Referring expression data
----

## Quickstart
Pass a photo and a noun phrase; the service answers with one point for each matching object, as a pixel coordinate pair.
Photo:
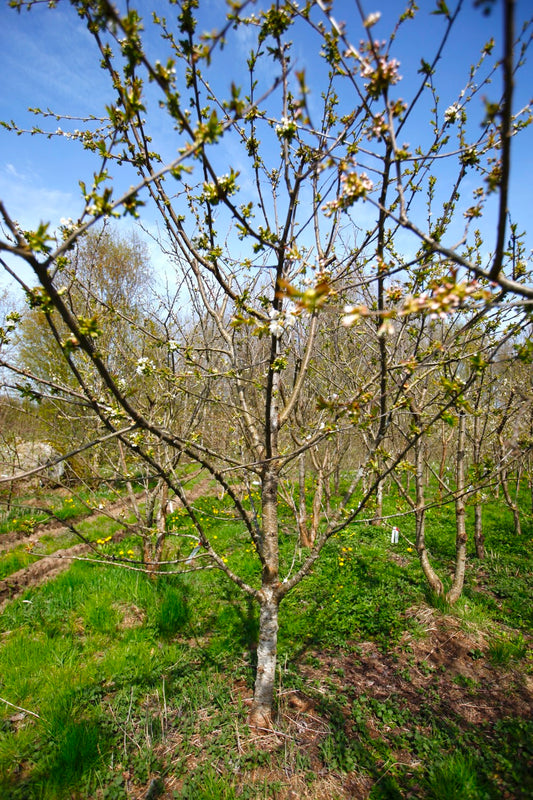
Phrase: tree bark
(261, 711)
(460, 516)
(432, 578)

----

## TASK BRIEF
Write the entries above out again exactly, but not the pictures.

## EXERCISE OUTPUT
## Quickstart
Pass a photo and a noun phrase; the service answers with one point for each matching object, as a pixel coordinate pair.
Photo:
Phrase: tree bark
(261, 711)
(460, 516)
(432, 578)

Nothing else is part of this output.